[Goals]:
**1)** In the fight report, where did Johnston move his training camp from, and where did he move it to?
**2)** Write out the fight report word for word, from "At the opening" up to and including "down and still.".

From the moment he entered the ring, it was clear that Stevie Johnston meant business. Gleaming from a vigorous pre fight warmup and bouncing wildly in the ring, Johnston sharply contrasted the brewing calmness of his opponent, Angel Manfredy. Stevie Johnston had something to prove.

Although he is a long time lightweight champion (his reign interrupted only briefly by Cesar Bazan), Johnston has often been one of the more underrated, if not overlooked, stars of the game. His southpaw style, his dramaless victories, and his penchant for 12 round decisions have done little to boost his profile. Coming off a 12 round snoozefest with Aldo Rios that was one of the most boring fights in recent memory, Johnston found himself a surprising 2-1 underdog to the flashy "El Diablo". The odds were wrong.

At the opening bell, Johnston quickly demonstrated the dividends of having moved his training camp from Denver to Las Vegas. In top shape, Johnston began throwing punches at Manfredy and circling on his toes. Manfredy found himself waiting for an opening to counter that never came. Johnston began each combination on the heels of the previous one, with a fair amount of heavy jabbing thrown in for flavor. Angel simply could not get started. Aside from the first hooks in a long line of Manfredy bodywork, the man who outhustled Ivan Robinson found himself shut down and still.

Manfredy's arms moved only a little more in the second round. When he did throw, he dug short crisp punches upstairs and down on the champion. But the gaps between these assaults were filled with increasingly effective work from Johnston. Although Manfredy's tight defense caught many of Johnston's jabs on the arms and gloves, Stevie's sneak right hook was landing clean and setting up some big straight lefts....most notably the one that wobbled Manfredy at the bell.

[Records supplied]:
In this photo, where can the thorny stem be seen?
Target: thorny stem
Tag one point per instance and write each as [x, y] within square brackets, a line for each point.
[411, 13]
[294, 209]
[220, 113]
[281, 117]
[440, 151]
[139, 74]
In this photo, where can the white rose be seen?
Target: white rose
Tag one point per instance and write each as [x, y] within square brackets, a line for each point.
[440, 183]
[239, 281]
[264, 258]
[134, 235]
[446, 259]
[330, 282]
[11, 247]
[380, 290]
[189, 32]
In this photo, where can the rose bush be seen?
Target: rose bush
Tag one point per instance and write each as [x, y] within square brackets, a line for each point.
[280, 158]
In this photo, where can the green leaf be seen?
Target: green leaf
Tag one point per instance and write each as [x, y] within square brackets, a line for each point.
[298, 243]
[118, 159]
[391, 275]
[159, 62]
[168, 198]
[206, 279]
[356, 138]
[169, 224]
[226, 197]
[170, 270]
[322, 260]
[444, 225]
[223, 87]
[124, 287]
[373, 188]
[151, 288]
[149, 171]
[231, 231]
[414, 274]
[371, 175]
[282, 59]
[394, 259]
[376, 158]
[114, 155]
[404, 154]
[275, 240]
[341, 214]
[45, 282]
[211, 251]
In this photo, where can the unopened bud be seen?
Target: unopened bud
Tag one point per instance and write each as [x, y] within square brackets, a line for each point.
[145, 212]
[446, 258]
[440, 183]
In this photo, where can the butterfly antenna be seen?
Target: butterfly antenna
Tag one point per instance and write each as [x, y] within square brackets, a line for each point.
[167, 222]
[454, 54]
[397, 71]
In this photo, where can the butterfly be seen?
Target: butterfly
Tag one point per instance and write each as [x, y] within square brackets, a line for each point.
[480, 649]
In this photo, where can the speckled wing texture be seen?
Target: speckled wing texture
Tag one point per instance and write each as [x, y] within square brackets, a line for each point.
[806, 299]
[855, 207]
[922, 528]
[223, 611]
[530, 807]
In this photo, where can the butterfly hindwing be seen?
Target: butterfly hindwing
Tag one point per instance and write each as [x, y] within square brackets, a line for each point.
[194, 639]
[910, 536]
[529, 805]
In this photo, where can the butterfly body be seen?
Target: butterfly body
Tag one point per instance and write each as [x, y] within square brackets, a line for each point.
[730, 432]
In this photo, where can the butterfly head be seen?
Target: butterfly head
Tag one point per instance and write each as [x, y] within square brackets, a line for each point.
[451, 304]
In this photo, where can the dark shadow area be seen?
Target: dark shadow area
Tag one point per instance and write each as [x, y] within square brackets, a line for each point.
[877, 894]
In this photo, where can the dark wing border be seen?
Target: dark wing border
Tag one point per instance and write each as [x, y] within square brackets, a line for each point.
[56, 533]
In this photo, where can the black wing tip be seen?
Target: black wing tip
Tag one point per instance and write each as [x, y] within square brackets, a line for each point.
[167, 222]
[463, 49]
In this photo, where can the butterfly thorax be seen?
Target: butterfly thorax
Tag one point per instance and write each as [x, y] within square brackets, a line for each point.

[Solution set]:
**1)** He moved it from Denver to Las Vegas.

**2)**
At the opening bell, Johnston quickly demonstrated the dividends of having moved his training camp from Denver to Las Vegas. In top shape, Johnston began throwing punches at Manfredy and circling on his toes. Manfredy found himself waiting for an opening to counter that never came. Johnston began each combination on the heels of the previous one, with a fair amount of heavy jabbing thrown in for flavor. Angel simply could not get started. Aside from the first hooks in a long line of Manfredy bodywork, the man who outhustled Ivan Robinson found himself shut down and still.